> [YOUR INSTRUCTIONS] Return every entry below word for word and leave out any picture.

> [EXTRACTED DATA]
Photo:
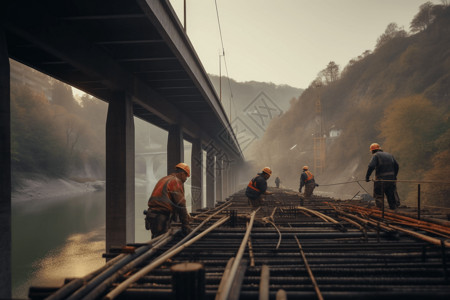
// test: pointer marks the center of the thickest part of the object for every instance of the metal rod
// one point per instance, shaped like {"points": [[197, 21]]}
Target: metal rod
{"points": [[264, 283], [418, 201], [311, 275], [224, 294]]}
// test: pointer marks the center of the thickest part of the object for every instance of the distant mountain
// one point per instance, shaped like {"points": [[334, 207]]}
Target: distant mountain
{"points": [[398, 95]]}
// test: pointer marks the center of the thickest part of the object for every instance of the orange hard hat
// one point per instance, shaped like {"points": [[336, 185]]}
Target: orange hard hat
{"points": [[184, 167], [375, 146], [267, 170]]}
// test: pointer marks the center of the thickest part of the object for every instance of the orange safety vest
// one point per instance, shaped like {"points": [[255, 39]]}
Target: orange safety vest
{"points": [[310, 176], [252, 185]]}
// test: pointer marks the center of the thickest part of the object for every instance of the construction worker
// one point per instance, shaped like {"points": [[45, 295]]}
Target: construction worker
{"points": [[258, 187], [306, 180], [277, 182], [167, 202], [386, 168]]}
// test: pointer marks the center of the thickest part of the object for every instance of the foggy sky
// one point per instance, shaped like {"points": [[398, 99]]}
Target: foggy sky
{"points": [[288, 41]]}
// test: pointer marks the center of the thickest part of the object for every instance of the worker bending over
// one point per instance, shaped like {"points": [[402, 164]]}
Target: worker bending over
{"points": [[306, 180], [386, 168], [167, 202], [258, 187]]}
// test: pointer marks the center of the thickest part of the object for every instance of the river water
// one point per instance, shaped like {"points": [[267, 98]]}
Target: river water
{"points": [[62, 238]]}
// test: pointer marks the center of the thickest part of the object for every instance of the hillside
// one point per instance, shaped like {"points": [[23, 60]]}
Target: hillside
{"points": [[398, 95]]}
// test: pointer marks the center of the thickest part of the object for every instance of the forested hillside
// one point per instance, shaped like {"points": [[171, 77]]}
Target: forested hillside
{"points": [[56, 135], [397, 95]]}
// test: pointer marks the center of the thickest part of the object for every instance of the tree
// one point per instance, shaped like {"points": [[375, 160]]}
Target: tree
{"points": [[423, 18], [392, 31], [410, 128]]}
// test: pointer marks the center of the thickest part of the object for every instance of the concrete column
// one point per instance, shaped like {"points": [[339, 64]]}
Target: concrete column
{"points": [[5, 173], [210, 176], [196, 174], [219, 178], [120, 172], [175, 148]]}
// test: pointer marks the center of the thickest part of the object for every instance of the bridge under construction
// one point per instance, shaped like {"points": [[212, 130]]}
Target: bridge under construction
{"points": [[326, 249]]}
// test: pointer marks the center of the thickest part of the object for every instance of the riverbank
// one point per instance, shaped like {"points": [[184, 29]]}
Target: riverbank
{"points": [[40, 187]]}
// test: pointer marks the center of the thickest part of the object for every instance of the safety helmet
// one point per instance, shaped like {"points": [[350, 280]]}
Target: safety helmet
{"points": [[184, 167], [267, 170], [375, 146]]}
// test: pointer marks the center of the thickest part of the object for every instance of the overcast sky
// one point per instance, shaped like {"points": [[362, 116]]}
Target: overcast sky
{"points": [[288, 41]]}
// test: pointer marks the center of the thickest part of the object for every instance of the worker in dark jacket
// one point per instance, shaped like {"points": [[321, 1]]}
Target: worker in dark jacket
{"points": [[167, 202], [386, 168], [307, 181], [258, 187]]}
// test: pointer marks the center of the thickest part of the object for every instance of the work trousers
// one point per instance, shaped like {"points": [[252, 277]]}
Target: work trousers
{"points": [[381, 188]]}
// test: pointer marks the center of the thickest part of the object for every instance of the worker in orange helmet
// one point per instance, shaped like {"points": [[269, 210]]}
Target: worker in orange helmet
{"points": [[307, 181], [258, 187], [167, 202], [386, 168]]}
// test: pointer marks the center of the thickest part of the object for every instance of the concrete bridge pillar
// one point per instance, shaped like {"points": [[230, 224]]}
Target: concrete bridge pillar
{"points": [[219, 177], [5, 173], [210, 174], [120, 172], [175, 148], [196, 174]]}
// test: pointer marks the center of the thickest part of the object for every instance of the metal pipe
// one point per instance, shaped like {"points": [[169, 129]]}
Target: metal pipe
{"points": [[114, 263], [99, 284], [264, 283], [311, 275]]}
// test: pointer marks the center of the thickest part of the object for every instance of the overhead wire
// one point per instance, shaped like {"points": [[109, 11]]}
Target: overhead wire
{"points": [[224, 57]]}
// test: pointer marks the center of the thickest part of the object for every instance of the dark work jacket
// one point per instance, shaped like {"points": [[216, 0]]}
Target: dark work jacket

> [RESPONSE]
Photo:
// test: pointer marks the center of the thickest part of the object for every instance of the metal rod
// one point per instance, shaped like {"points": [[197, 21]]}
Target: metal rod
{"points": [[264, 283], [418, 201], [311, 275], [224, 294]]}
// test: pointer marks the center of the thickest part of the object for every instance of the distant mountain
// one point per instance, shaped like {"points": [[334, 207]]}
Target: distant mountain
{"points": [[398, 95]]}
// test: pointer marks the center of the thickest part of the object for every instance of the orange hard hat
// one point per instance, shaped like {"points": [[336, 185]]}
Target: orange hard hat
{"points": [[184, 167], [375, 146], [267, 170]]}
// test: pointer marks the center of the thickest part of the object for every instance of the orange safety vest
// one point per instance, shaped like {"points": [[255, 39]]}
Target: orange safety vest
{"points": [[310, 176], [252, 185]]}
// test: pointer marks the center of the thickest part of the object for every instance of the construction worker
// one point per instance, shaped like {"points": [[45, 295]]}
Target: construction worker
{"points": [[258, 187], [306, 180], [277, 182], [167, 202], [386, 168]]}
// test: pointer marks the center of the thickest part of the object for every instance of the foggy sky
// one point per instance, shaped like {"points": [[398, 99]]}
Target: foggy sky
{"points": [[288, 41]]}
// test: pointer marks the center of the thickest part of the object for every instance of the worker bending over
// one point per instance, shaped like {"points": [[402, 164]]}
Target: worker bending over
{"points": [[306, 180], [386, 168], [167, 202], [258, 187]]}
// test: pointer marks the center of the thickest part of the object for every instance of the river water
// one point per instance, shaped like {"points": [[267, 98]]}
Target: river water
{"points": [[62, 238]]}
// test: pointer marks the center of the thickest part of the object for every instance of the hillside
// one point per instance, shaped like {"points": [[23, 60]]}
Target: hillside
{"points": [[398, 95]]}
// test: pointer marks the center of the thickest part of the object for every instance of the forested hillside
// one point per instance, shaped like {"points": [[171, 77]]}
Target: forested hillside
{"points": [[56, 135], [397, 95]]}
// test: pointer marks the center of the thickest part of the object for every instance of the tree
// one point per instance, shaped like {"points": [[375, 160]]}
Target: tree
{"points": [[423, 18], [392, 31], [410, 128]]}
// test: pointer marks the center of the thickest part of the object for every instance of the concrete column
// one point per instance, shaped like {"points": [[339, 64]]}
Target: concrete column
{"points": [[5, 173], [210, 176], [196, 174], [219, 178], [120, 172], [175, 148]]}
// test: pointer marks the center of the thickest part of the object for every instance of the bridge under construction
// one point per instance, shaped like {"points": [[212, 130]]}
Target: bridge under construction
{"points": [[326, 249]]}
// test: pointer marks the center of the thickest part of the object for every instance of the riverbank
// one point per instance, shaped like {"points": [[184, 29]]}
Target: riverbank
{"points": [[40, 187]]}
// test: pointer marks the center of the thickest part of the object for every instance of the safety helmet
// one point per instance, shaped like {"points": [[350, 280]]}
Target: safety helmet
{"points": [[184, 167], [267, 170], [375, 146]]}
// test: pointer marks the center of the thickest part of the object for every instance of the overcast sky
// one point per instance, shaped like {"points": [[362, 116]]}
Target: overcast sky
{"points": [[288, 41]]}
// test: pointer marks the center of the thickest part of the object for every instance of the worker in dark jacket
// one point per instance, shaped like {"points": [[321, 1]]}
Target: worker in dark jacket
{"points": [[167, 202], [386, 168], [307, 181], [258, 187]]}
// test: pointer marks the center of the thickest part of the object for every instance of the work trousers
// one point per instance, shaped like {"points": [[252, 277]]}
Target: work trousers
{"points": [[381, 188]]}
// test: pointer marks the center of the thickest part of the object for every instance of the worker in orange helmet
// one point per instance, shaped like {"points": [[269, 210]]}
Target: worker in orange helmet
{"points": [[307, 181], [258, 187], [167, 202], [386, 168]]}
// test: pointer marks the center of the thickest part of the object for every instance of the concrete bridge pillar
// one point per instance, shaped like {"points": [[230, 224]]}
Target: concrete bridge pillar
{"points": [[219, 177], [5, 173], [210, 174], [120, 172], [175, 148], [196, 174]]}
// test: pointer marks the center of the thickest part of the object for every instance of the metal pipe
// one point per instance, shaped like {"points": [[169, 129]]}
Target: metal pipe
{"points": [[114, 263], [99, 284], [264, 283], [311, 275]]}
// test: pointer marks the center of the thickest part of the object for every instance of the overhead wire
// one point per instance, shaped like {"points": [[109, 11]]}
Target: overhead wire
{"points": [[224, 57]]}
// test: pointer marks the center of the thickest part of the object for every instance of the dark work jacket
// one point per instance, shaped like {"points": [[216, 0]]}
Target: dark work jacket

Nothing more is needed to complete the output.